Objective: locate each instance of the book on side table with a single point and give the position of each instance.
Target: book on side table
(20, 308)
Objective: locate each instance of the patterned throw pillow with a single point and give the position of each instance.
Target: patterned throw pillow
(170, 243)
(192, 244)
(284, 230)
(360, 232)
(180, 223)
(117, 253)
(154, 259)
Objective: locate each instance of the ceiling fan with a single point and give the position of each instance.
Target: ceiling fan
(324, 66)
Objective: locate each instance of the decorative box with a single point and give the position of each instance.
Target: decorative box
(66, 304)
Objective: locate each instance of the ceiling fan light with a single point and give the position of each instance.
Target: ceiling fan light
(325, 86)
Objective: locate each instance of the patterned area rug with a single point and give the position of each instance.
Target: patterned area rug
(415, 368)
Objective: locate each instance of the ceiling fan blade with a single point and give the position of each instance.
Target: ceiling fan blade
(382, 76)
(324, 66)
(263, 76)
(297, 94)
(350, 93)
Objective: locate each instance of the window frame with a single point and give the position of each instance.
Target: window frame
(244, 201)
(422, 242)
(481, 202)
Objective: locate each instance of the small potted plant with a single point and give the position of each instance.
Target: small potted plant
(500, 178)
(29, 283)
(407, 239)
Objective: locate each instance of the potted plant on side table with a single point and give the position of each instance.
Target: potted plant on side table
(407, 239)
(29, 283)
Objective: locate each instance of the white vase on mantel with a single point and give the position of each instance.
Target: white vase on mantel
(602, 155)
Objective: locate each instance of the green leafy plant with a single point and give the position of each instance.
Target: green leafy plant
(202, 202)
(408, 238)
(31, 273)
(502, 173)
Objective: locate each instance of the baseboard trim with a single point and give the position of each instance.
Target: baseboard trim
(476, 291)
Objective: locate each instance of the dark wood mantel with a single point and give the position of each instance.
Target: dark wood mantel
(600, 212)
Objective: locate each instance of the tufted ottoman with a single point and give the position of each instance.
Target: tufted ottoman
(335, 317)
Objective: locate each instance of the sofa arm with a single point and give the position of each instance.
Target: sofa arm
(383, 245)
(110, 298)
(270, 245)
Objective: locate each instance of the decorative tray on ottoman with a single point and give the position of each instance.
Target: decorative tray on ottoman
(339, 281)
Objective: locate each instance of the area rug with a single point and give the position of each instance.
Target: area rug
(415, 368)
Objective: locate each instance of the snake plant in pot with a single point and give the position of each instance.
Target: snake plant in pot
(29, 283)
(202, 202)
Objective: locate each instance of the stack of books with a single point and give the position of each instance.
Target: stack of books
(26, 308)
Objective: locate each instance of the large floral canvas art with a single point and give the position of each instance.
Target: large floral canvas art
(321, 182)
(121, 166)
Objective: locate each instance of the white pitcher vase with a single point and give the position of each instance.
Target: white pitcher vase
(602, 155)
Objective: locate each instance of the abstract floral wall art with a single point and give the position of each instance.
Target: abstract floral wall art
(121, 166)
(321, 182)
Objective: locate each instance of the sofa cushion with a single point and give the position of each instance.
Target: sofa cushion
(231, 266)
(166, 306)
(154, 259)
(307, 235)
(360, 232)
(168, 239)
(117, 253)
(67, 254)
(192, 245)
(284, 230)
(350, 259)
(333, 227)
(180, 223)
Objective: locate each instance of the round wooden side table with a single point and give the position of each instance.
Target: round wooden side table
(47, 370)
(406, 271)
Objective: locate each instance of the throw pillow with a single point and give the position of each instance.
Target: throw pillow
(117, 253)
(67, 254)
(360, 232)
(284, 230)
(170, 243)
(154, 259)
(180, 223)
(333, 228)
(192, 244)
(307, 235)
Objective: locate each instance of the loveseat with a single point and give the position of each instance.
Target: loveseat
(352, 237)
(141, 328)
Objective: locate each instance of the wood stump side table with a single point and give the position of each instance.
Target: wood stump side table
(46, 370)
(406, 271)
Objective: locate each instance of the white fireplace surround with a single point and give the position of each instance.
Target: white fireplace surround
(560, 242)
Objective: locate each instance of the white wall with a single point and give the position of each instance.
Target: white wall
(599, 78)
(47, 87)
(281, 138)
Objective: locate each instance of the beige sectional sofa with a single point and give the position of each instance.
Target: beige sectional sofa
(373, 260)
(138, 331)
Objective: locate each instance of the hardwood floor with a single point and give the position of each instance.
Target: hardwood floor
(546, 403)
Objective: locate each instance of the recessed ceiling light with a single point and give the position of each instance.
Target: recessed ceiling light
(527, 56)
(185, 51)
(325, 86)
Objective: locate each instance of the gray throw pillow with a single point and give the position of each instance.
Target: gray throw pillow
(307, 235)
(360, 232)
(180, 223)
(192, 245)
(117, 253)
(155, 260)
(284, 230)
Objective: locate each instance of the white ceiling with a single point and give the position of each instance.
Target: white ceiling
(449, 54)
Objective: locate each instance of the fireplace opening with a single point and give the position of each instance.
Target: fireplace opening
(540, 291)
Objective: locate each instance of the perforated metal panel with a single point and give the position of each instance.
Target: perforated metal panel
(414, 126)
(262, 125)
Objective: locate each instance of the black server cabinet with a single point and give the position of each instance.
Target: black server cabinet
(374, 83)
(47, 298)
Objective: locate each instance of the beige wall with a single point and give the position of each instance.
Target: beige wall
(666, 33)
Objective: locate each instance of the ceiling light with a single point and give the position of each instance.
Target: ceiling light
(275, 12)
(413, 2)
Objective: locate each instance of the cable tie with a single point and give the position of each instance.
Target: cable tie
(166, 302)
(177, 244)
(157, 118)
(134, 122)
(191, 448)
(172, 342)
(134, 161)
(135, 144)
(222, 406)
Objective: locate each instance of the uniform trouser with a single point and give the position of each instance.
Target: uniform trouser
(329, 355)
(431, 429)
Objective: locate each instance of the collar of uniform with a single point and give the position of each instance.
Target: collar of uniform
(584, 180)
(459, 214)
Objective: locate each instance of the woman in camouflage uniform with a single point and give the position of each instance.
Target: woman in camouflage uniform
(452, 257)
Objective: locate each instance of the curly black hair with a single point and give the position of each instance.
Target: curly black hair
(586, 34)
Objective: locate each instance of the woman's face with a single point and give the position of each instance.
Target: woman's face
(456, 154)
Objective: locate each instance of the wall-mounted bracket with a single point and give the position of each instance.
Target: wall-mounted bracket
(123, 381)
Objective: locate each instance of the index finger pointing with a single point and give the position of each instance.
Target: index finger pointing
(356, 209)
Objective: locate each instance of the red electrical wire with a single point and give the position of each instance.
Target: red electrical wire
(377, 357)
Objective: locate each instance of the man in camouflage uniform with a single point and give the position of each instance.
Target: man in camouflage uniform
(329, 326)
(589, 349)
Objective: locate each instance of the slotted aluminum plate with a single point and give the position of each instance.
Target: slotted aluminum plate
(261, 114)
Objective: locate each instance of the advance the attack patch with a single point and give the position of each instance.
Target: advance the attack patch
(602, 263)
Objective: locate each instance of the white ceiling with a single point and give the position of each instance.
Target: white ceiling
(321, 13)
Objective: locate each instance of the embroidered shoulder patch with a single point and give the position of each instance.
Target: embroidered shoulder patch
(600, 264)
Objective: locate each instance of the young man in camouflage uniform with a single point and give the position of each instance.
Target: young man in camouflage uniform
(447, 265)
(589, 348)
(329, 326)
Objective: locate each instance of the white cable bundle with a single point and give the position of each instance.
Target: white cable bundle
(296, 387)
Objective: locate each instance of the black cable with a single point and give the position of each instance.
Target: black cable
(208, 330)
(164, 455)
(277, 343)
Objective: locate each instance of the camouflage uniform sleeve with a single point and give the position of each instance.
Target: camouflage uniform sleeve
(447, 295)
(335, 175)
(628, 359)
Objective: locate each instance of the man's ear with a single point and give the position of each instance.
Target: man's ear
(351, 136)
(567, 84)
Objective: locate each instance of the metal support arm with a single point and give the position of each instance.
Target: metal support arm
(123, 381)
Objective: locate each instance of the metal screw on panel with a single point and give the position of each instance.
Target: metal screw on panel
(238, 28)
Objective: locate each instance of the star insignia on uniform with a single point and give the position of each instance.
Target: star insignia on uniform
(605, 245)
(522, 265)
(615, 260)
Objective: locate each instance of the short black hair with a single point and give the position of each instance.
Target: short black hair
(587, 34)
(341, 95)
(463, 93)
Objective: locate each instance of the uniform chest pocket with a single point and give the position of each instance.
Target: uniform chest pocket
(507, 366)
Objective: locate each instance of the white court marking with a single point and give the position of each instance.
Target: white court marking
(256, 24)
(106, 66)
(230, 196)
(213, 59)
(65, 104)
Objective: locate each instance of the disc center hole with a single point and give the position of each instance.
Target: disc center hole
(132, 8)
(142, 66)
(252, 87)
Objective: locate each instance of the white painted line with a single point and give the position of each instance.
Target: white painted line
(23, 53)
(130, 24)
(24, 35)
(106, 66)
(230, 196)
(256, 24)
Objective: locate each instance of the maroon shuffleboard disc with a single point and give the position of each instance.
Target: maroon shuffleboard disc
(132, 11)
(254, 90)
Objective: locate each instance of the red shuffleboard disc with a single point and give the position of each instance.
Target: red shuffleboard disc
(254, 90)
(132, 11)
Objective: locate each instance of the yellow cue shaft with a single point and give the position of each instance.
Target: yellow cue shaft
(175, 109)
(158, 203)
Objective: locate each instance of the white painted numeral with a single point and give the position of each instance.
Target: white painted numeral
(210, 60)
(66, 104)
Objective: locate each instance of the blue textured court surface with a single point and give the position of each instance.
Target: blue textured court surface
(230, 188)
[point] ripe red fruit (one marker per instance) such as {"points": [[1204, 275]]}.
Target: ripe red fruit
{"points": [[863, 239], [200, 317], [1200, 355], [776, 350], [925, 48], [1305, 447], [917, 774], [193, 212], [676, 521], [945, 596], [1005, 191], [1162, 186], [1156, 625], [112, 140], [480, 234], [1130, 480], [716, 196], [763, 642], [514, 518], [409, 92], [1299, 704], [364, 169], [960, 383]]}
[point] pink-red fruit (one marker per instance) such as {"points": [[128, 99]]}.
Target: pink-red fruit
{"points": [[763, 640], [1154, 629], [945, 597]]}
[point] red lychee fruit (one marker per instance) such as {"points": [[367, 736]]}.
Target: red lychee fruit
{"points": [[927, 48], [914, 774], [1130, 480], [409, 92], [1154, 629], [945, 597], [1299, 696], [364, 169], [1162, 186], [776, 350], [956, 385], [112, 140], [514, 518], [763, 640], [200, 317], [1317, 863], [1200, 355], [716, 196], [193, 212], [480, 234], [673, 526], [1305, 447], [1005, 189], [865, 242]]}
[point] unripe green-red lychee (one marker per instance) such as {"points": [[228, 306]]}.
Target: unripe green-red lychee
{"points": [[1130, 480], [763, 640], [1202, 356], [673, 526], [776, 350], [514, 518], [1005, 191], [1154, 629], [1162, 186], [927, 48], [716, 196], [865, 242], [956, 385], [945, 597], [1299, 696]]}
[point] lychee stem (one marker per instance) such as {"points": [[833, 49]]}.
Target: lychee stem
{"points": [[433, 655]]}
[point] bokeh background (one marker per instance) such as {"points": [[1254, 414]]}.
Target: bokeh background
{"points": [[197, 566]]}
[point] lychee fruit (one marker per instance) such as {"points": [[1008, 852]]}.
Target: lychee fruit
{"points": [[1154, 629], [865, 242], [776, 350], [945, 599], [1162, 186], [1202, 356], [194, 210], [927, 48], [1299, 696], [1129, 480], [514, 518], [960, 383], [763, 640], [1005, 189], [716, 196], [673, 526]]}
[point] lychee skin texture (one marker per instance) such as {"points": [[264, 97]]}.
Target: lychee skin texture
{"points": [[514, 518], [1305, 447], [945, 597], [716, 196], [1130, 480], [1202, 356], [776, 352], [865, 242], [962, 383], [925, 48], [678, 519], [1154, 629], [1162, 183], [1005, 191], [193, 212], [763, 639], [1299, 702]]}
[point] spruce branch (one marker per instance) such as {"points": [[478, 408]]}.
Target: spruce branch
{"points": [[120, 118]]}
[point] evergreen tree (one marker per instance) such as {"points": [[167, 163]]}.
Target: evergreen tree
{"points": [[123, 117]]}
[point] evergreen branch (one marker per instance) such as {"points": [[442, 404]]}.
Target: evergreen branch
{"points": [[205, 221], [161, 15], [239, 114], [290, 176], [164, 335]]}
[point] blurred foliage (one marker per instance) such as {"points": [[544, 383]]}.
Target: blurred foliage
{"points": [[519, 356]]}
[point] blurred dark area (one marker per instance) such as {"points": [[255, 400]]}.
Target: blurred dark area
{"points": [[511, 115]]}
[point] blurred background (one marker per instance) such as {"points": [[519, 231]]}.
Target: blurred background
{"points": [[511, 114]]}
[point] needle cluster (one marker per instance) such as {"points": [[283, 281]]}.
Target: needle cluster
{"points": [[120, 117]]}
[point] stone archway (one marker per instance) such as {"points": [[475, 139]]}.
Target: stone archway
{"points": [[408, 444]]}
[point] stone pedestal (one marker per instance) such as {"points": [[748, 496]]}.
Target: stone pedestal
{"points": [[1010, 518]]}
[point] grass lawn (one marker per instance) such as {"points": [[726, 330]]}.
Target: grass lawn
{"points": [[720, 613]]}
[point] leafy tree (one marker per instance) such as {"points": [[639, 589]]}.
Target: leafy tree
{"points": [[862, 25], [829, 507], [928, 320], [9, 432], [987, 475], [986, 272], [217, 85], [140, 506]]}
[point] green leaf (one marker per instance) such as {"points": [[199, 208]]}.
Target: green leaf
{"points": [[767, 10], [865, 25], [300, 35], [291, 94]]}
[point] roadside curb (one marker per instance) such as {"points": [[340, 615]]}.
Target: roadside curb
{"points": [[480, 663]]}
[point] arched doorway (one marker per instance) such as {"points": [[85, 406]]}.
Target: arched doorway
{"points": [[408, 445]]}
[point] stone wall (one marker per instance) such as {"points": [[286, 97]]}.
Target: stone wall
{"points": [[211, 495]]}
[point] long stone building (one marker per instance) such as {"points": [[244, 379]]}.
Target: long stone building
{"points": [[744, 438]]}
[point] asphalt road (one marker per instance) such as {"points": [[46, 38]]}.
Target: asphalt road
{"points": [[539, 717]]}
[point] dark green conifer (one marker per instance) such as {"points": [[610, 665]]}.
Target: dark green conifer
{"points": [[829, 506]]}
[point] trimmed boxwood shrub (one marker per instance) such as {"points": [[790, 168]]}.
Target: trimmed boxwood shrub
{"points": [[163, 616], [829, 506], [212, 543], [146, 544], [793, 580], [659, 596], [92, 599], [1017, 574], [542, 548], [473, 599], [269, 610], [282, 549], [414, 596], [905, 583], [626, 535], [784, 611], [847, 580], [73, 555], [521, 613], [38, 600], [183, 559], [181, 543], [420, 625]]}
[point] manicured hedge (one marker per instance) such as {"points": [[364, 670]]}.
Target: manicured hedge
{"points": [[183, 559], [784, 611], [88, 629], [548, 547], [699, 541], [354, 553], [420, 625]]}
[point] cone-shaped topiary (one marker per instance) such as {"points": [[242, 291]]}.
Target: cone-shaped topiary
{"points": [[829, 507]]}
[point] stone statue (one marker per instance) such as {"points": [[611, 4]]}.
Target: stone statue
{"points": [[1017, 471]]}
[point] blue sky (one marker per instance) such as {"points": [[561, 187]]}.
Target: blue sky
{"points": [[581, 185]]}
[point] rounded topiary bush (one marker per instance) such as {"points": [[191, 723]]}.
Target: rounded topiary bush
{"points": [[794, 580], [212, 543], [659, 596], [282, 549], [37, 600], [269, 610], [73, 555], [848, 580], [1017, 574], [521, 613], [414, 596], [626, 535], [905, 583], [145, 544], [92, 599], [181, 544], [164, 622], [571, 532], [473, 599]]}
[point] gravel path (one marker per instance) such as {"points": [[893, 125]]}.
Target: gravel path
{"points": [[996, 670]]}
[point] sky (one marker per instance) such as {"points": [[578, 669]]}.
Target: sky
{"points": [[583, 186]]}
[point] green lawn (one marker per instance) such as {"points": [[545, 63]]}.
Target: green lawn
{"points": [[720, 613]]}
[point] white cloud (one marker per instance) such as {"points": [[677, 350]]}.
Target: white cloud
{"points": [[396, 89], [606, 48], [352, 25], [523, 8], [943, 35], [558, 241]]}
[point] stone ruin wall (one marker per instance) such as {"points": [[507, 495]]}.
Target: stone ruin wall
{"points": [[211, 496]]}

#### YOUR INSTRUCTIONS
Return exactly the lines from the line bearing "[point] sky (one" to the end of the records, inclusive of both; include no other lines.

#### EXERCISE SOLUTION
[point] sky (one marker per instance) such as {"points": [[578, 669]]}.
Target: sky
{"points": [[583, 186]]}
[point] green lawn (one marker per instance) such as {"points": [[545, 63]]}.
Target: green lawn
{"points": [[720, 613]]}
[point] white cloud (one marker per instance) such as {"points": [[677, 350]]}.
Target: white cloud
{"points": [[396, 89], [606, 48], [352, 25], [523, 8], [943, 35], [558, 241]]}
[point] stone ruin wall (one marker per instance) such as {"points": [[507, 495]]}.
Target: stone ruin wall
{"points": [[211, 496]]}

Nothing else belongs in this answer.